Série d'exercices
#1 D'après le texte sur la réalité virtuelle, quel tabou la réalité virtuelle transgresse-t-elle ?
#2 Comment traduire en anglais cette phrase du texte sur la réalité virtuelle : « Les films de David Cronenberg, en particulier, sont parsemés de réflexions sur le concept de réalité (et sa relativité). » ?

Texte source
——————
La réalité virtuelle connaît un succès
retentissant dans les médias depuis quelques années.
Mais la fascination qu'exerce le sujet dépasse le simple
effet de mode. En effet, elle alimente aussi bien les conversations
du "café du commerce" que les recherches scientifico-philosophiques
les plus pointues. |
L'une des raisons de cet engouement pour
une discipline qui reste relativement mal définie pour
la plupart, pourrait être la suivante:
Dans les modifications qu'elle opère sur notre appréhension
de la réalité, la réalité virtuelle
transgresse le tabou de la folie. Partir dans un univers entièrement
reconstitué par ses propres fantasmes, revient à
assumer une expérience fondamentalement schizophrénique,
celle d'un profond remaniement de sa perception de l'univers.
Cette question se retrouve régulièrement au
cœur des préoccupations du cinéma contemporain
(de David Lynch à Wes Craven). Les films de David Cronenberg,
en particulier, sont parsemés de réflexions
sur le concept de réalité (et sa relativité).
Ainsi, avant d'évoquer son œuvre et notamment son dernier
opus eXistenZ, il me semble intéressant d'aborder
la conscience du réel sous l'angle de la psychopathologie.
Association de nos récepteurs nerveux
et de l'influence du groupe social auquel nous appartenons,
la perception du monde peut être sujette à 2
troubles majeurs.
——————
Données disponibles
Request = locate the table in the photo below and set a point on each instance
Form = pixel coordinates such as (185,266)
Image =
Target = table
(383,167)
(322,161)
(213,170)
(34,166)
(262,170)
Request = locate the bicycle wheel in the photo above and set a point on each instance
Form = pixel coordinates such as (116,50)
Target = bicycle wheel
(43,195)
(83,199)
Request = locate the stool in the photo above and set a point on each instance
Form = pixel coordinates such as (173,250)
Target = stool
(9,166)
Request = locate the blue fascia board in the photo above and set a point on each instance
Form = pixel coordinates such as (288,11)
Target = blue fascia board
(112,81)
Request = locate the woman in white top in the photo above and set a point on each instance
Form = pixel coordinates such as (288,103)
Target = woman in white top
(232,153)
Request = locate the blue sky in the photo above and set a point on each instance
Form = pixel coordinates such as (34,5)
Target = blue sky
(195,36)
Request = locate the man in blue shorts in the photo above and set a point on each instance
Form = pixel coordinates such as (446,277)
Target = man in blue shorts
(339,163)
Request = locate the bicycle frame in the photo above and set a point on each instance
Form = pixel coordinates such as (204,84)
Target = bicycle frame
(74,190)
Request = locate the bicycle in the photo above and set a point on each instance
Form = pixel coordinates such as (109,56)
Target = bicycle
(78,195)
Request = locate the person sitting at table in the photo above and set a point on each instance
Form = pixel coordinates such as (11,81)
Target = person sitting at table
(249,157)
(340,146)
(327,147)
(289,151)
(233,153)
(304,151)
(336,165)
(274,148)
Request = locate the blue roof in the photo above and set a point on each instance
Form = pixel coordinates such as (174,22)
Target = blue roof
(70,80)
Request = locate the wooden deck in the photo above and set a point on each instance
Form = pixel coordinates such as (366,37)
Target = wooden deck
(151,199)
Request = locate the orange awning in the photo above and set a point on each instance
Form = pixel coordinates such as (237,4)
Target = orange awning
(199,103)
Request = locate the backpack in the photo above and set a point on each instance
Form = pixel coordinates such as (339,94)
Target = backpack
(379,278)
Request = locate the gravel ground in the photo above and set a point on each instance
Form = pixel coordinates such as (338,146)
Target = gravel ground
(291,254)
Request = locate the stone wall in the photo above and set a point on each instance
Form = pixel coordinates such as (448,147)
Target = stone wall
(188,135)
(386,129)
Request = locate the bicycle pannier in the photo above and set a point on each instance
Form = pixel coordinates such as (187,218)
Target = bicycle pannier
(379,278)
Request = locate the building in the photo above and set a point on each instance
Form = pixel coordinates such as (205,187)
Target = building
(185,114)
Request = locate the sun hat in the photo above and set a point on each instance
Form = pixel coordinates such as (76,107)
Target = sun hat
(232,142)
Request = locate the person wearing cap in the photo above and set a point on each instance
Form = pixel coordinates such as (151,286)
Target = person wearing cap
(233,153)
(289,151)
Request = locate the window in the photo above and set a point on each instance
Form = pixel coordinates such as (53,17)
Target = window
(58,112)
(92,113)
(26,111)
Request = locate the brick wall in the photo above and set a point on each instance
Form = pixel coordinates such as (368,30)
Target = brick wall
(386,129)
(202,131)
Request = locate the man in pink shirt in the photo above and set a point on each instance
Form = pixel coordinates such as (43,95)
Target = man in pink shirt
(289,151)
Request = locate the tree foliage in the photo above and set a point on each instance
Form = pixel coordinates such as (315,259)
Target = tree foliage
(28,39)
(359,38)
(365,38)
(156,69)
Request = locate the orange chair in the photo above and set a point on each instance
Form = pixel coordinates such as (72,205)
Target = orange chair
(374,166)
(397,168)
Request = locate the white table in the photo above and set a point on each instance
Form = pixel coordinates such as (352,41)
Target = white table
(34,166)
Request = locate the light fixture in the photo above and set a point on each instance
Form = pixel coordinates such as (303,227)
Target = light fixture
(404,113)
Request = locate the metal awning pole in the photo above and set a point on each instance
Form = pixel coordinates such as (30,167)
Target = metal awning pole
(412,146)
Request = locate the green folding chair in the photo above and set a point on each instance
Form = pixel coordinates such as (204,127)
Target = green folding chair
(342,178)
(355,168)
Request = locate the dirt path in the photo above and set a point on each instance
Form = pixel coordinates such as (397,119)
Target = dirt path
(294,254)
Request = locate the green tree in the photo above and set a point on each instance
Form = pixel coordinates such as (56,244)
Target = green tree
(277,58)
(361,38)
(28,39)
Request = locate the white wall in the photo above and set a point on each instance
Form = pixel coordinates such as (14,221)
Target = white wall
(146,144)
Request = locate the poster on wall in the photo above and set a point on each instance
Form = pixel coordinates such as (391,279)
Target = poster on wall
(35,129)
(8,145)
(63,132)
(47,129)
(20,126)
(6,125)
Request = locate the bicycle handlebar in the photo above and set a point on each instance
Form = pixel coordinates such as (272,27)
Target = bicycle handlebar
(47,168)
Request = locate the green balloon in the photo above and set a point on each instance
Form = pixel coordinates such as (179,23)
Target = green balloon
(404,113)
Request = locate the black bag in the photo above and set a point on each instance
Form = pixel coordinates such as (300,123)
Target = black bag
——————
Corrigés
#1 Le tabou de la folie.

#2 David Cronenberg's films, in particular, are scattered with reflections on the concept of reality (and its relativity).